◆ REQUIREMENT 1 ◆
Retype the part of the forum thread about the cat in heat, starting with "# female cat" and going on through "(Jul 10, 2004)".
◆ REQUIREMENT 2 ◆
Write the next part of the forum thread about the cat in heat, picking up right after its last line.

◆ TEXT PROVIDED ◆
+++++

# female cat in heat need male cat



## mala_ola_324 (Dec 2, 2004)

My female cat is in heat right now and im searching for a male cat for her to have kittens with before we clean her out. the only problem is all my friends that have male cats seem to be fixed. shes a american bobtail, shes 1 yr old and shes extremly friendly. i live in chicago illinois if anyone is interested. write back or email me at [email protected]


----------



## AddFran (Jul 10, 2004)

Hi Mala, 

I understand your urge to have cute cuddly kittens to play with, but I really don't think you should scout out a mate for your cat just because she's in heat. The best thing you can do for her is get her spayed and relieve her from going through another heat cycle. Be glad that your friends all have their male cats fixed, that means you have caring and responsible pet owner friends! 

I too am in Chicago and I know that the city is FULL to the max with homeless baby kittens, it wouldn't make sense to add any more to the population. If you have friends that would like to adopt a kitten I can suggest some places locally.

Please let me know! :wink:


----------



## spacemonkey (Aug 12, 2004)

Two words: *bad idea*. Here are a couple threads that have already covered this subject:

http://www.catforum.com/viewtopic.php?t=11363

http://www.catforum.com/viewtopic.php?t=8496

P.S. That cat in my avatar was a pregnant cat I found in a parking lot. I looooove my kittens. I would never, *never* intentionally get a cat pregnant. It is an astounding amount of time, money, time, work, time () and commitment.


----------



## mala_ola_324 (Dec 2, 2004)

um i dont understand why you guys just start up dissing people about how many animals are homeless we seem to be all aware, 

first off i happen to take many cats off the streets so im not in the category of throwing out animals or anything like that......and second i am not breeding my cat in order to sell them or give them away. i believe that is ridicules! i am happy and willing to take care of them, and i am aware of all the responsibilities come with new born kittens and how much money is involved 
thanxs for your help


----------



## Mitts & Tess (Sep 4, 2004)

+++++

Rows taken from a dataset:
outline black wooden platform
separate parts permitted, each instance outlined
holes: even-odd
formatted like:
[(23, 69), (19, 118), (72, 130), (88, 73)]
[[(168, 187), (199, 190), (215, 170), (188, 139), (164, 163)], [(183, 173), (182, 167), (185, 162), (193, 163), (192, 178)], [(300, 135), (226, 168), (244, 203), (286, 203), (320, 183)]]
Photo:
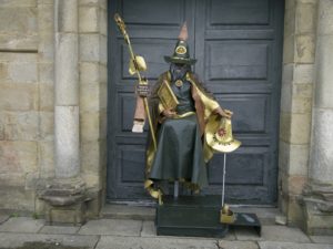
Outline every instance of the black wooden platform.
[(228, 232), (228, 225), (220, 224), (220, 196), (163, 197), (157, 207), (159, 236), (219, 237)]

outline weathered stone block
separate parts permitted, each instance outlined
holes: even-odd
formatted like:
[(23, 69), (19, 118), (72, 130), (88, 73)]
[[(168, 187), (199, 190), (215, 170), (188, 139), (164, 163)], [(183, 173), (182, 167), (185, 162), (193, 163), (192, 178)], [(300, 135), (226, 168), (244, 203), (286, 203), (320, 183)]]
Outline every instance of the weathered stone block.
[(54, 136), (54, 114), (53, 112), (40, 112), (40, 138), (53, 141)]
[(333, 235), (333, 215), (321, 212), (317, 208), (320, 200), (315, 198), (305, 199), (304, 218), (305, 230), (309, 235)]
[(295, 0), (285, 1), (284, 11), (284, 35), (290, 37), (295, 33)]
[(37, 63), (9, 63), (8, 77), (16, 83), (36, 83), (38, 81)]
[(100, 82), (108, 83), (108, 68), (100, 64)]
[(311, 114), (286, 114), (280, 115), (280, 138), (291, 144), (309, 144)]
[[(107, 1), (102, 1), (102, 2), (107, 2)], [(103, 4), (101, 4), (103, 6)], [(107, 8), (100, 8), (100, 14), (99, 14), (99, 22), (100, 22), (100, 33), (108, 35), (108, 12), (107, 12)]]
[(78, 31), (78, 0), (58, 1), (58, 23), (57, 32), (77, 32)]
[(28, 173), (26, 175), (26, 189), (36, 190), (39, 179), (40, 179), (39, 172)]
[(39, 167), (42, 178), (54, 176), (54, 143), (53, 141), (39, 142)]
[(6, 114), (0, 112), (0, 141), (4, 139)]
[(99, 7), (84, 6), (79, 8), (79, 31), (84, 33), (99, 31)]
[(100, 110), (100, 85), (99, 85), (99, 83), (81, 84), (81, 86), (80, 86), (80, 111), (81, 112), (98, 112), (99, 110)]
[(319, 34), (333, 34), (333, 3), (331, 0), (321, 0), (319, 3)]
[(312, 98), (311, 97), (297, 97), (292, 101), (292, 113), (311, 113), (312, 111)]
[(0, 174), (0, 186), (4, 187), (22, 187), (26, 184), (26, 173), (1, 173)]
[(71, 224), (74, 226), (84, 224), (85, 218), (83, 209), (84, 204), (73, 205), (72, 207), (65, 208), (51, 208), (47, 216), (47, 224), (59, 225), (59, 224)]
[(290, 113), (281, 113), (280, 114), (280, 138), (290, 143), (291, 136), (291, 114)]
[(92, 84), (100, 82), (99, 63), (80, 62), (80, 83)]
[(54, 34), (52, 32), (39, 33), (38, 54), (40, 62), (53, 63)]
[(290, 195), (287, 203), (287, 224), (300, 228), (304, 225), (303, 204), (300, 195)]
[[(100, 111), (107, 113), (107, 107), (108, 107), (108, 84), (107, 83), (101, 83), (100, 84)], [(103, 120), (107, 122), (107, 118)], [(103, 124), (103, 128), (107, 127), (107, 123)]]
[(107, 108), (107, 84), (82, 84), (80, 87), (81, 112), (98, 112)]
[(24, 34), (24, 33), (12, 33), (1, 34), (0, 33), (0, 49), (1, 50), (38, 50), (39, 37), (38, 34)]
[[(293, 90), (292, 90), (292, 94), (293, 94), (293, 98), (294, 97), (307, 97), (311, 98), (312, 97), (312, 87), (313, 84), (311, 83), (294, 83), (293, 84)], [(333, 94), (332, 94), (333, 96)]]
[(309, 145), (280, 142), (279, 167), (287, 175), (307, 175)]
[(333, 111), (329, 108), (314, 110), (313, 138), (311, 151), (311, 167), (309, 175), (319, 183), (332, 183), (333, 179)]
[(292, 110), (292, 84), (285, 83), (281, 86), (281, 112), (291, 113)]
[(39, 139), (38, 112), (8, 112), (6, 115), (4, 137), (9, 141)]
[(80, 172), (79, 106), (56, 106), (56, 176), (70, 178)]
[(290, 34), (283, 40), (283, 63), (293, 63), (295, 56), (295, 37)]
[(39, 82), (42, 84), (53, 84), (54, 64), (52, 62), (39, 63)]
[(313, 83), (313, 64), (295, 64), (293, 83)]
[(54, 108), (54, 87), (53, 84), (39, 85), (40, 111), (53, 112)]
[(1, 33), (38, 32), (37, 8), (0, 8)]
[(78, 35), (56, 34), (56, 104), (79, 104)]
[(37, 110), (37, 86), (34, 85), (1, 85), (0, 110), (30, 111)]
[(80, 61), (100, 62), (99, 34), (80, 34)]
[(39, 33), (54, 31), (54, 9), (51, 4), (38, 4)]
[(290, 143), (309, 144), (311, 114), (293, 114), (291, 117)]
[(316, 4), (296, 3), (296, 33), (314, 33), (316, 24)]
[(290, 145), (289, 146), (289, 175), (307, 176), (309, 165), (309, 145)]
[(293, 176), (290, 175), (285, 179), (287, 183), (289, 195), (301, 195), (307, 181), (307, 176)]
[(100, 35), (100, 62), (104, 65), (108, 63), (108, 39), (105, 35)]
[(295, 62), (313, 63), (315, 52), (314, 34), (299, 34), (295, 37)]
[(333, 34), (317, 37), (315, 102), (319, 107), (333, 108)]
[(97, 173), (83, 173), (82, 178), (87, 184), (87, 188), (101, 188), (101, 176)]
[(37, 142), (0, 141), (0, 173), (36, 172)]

+++++

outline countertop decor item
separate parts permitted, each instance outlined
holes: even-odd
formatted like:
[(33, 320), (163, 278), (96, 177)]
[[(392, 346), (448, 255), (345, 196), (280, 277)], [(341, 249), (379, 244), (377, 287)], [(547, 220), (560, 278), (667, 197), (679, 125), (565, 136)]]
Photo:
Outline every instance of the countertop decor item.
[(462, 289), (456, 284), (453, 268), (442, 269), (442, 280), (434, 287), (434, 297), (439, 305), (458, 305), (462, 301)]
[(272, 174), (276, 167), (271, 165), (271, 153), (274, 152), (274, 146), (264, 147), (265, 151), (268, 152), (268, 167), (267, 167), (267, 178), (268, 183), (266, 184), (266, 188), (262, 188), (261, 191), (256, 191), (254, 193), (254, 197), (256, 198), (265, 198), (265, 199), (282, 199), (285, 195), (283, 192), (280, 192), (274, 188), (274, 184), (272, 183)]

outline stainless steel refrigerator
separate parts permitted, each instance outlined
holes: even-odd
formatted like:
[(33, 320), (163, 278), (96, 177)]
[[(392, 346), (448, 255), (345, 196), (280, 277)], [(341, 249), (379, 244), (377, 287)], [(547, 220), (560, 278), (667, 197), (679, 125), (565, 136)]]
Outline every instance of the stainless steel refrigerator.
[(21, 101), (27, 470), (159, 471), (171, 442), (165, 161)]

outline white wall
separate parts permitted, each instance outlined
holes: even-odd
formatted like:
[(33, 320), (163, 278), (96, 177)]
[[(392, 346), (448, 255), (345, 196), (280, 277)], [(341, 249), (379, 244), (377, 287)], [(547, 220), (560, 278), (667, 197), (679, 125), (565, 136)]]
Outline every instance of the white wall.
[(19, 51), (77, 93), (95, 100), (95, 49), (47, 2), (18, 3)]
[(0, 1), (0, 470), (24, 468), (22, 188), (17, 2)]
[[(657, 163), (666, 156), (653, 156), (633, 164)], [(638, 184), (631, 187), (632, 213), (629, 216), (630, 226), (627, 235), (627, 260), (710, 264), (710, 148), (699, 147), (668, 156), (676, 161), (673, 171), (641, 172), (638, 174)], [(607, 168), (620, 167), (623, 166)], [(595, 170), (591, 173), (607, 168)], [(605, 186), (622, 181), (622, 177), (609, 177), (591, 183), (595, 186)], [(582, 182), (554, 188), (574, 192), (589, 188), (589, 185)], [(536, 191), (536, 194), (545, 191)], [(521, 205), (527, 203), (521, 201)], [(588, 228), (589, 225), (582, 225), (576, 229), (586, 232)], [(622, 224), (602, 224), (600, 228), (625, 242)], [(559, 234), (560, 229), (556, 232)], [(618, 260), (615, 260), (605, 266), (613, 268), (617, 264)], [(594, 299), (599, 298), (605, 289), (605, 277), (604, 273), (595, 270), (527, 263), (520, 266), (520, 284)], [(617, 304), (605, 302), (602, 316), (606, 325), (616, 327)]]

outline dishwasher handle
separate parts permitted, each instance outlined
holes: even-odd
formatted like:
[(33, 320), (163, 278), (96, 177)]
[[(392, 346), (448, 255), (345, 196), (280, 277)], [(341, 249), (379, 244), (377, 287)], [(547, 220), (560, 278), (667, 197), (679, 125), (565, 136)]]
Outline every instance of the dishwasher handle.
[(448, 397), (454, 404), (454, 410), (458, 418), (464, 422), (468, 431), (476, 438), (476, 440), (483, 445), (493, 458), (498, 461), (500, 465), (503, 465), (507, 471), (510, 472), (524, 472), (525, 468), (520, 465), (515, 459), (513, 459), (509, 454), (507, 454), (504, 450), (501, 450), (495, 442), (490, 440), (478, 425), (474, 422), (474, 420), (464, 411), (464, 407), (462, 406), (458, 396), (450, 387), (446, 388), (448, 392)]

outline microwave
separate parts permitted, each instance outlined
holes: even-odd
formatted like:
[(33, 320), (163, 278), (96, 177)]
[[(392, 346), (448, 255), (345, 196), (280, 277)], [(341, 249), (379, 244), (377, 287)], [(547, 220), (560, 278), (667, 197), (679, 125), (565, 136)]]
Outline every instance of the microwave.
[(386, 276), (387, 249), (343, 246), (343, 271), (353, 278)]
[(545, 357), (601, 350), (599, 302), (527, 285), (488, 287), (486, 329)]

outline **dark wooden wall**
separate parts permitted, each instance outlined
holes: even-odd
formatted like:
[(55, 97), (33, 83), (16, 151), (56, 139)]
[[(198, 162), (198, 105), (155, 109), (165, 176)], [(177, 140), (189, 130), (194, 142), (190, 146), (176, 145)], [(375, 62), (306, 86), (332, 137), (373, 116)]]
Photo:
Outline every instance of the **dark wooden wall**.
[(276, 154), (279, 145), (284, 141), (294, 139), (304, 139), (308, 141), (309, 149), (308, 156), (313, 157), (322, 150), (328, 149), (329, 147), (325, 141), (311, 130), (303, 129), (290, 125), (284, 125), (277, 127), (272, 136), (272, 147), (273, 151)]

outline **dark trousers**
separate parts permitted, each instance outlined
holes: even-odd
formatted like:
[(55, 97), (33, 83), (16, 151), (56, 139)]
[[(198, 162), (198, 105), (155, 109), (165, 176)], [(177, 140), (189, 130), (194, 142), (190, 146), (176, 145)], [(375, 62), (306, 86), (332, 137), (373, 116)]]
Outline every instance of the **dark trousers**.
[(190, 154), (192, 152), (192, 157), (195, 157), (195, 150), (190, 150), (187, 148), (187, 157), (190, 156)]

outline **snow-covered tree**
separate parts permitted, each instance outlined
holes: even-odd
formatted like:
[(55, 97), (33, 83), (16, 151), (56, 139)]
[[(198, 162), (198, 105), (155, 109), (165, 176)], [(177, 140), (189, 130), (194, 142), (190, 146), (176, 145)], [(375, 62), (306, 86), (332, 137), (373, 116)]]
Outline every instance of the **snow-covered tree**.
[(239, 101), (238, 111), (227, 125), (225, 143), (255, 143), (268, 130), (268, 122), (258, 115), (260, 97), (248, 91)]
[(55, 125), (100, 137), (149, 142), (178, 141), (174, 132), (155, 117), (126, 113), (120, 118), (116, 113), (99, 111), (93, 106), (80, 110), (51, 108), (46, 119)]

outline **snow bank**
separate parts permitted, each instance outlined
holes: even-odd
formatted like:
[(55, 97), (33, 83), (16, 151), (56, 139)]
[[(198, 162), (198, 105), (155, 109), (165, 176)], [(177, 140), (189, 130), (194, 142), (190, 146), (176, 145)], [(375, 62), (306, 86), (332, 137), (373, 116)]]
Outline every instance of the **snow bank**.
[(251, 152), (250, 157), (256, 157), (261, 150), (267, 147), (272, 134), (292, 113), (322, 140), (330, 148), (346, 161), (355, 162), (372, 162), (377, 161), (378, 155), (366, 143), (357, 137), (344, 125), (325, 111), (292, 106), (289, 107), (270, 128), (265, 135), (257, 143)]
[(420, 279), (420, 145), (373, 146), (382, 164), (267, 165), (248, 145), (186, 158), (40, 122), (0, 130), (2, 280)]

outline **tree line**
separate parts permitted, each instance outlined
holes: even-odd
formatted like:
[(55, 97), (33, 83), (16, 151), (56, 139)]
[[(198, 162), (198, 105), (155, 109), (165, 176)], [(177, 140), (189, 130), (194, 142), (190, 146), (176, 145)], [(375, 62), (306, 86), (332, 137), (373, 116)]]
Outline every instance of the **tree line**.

+++++

◆ FINAL RESULT 1 ◆
# female cat in heat need male cat



## mala_ola_324 (Dec 2, 2004)

My female cat is in heat right now and im searching for a male cat for her to have kittens with before we clean her out. the only problem is all my friends that have male cats seem to be fixed. shes a american bobtail, shes 1 yr old and shes extremly friendly. i live in chicago illinois if anyone is interested. write back or email me at [email protected]


----------



## AddFran (Jul 10, 2004)

◆ FINAL RESULT 2 ◆
I dont think anyone is dissing you. They just see so many dogs and cats that are put to sleep every year and if youd like some kittens why not adopt! Rescue one from inevible PTS if a home is not found is more the sentiment here. Wed be excited to see ones you have adopted!


----------



## ForJazz (Dec 30, 2003)

If you take in many needy animals, then you should know how many do not receive homes. Why bring more into the world when your cat will be healthier and happier as a spayed girl, and when there are many cats and kittens dying in shelters and on the streets? If you are already a good samaritan in this way...then you already know this. No one said you were going to throw them away -- but there are plenty of perfectly good kittens alREADY in this world who are homeless. Why not take them instead? 

I'm sure you already know the ill effects of getting your cat pregnant -- and what could happen if there are complications with her or the babies. We have plenty of stories here on this board of people taking in pregnant cats, or having their cats get pregnant, that didn't end well. One girl had a beautiful purebred cat, who ended up dying due to complications with the pregnancy. She seemed perfectly healthy and happy before that. Another here took in a pregnant foster and only 2 of the kittens survived. There is no need to take these risks with your cat, and if you love her I hope you'll consider what this will put her through.


----------



## Jeanie (Jun 18, 2003)

I will move this to the Breeding Forum for you.


----------



## Sol (Feb 20, 2003)

I'm gonna lock this thread since these kinds of discussions are endless. There are other threads to read if you're interested in why people here don't like the idea of "breeding for the sake of breeding" mala_ola_324.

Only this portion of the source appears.